━━ Supplied material

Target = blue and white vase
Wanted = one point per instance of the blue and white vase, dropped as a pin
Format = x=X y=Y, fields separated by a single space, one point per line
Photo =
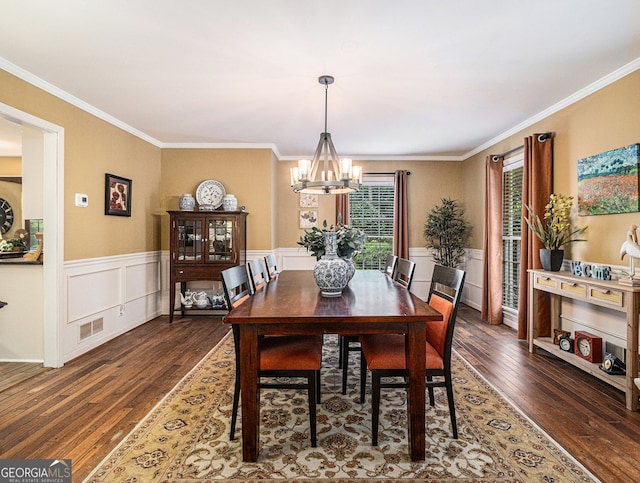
x=331 y=272
x=187 y=202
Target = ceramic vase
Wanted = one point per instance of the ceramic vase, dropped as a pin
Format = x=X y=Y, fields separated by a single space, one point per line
x=187 y=202
x=331 y=272
x=551 y=260
x=229 y=203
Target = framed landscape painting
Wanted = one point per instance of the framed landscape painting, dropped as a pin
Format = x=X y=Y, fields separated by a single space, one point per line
x=609 y=182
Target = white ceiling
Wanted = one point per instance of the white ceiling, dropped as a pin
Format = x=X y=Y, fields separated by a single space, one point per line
x=423 y=78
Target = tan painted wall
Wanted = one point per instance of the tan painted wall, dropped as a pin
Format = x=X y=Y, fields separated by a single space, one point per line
x=10 y=166
x=92 y=148
x=429 y=182
x=246 y=173
x=605 y=120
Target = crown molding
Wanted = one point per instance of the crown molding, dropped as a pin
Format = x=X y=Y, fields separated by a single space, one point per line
x=79 y=103
x=388 y=157
x=65 y=96
x=572 y=99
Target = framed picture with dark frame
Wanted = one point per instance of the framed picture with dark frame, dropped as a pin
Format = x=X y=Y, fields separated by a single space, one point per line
x=117 y=195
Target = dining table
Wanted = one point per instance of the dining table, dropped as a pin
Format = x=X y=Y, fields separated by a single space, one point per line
x=372 y=303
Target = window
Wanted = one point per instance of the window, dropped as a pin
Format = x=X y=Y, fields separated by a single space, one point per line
x=371 y=209
x=512 y=175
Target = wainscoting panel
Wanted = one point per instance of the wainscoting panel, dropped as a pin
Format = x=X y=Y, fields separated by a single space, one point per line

━━━━

▶ _About this task_
The data is to be restated word for word, with any pictures set aside.

▶ _Written reply_
Target = blue and white vase
Wanted = one point per instance of the blue and white vase, dropped as a pin
Format = x=X y=Y, fields separated by a single space, one point per line
Photo =
x=331 y=272
x=187 y=202
Target = ceramic vase
Wanted = one point per instance of the ceramic vase, dropped as a pin
Format = x=X y=Y, fields separated by a single space, one point per line
x=187 y=202
x=331 y=272
x=551 y=260
x=229 y=203
Target = framed landscape painting
Wanted = one point per instance of the framed landscape painting, dropped as a pin
Format = x=X y=Y, fields separated by a single space, one point per line
x=609 y=182
Target = white ceiling
Wanted = one point per instance of the white ceiling, dropped as a pin
Format = x=X y=Y, fields separated by a single space, one point per line
x=423 y=78
Target = tan painted wall
Wanted = one point per instance of the tan painted wall, dropped as a pin
Format = x=X y=Y, fields separated by a single space, one point per line
x=10 y=166
x=92 y=148
x=429 y=182
x=246 y=173
x=605 y=120
Target = crown molding
Wanted = one point per instance of the crown molding, dropped as a pin
Format = x=X y=Y, fields separated by a single space, one point per line
x=79 y=103
x=388 y=157
x=65 y=96
x=572 y=99
Target = framed picture with dark frame
Wanted = one point per instance of the framed picture with dark frame, dropped as a pin
Format = x=X y=Y, fields separated by a single space, one point per line
x=117 y=195
Target = dining table
Wanted = one point per instance of the dining table, dropped as a pin
Format = x=X y=Y, fields separated by a single space, one point per line
x=372 y=303
Target = window
Wanted = one point per instance of the window, dropped as a pin
Format = x=X y=Y, fields separated by a single space, one point per line
x=371 y=209
x=512 y=175
Target = wainscoting panel
Wanted = one point per instance of the wainscoting panel, dropped as a pin
Format = x=X y=Y, fields separated by a single space, one point per line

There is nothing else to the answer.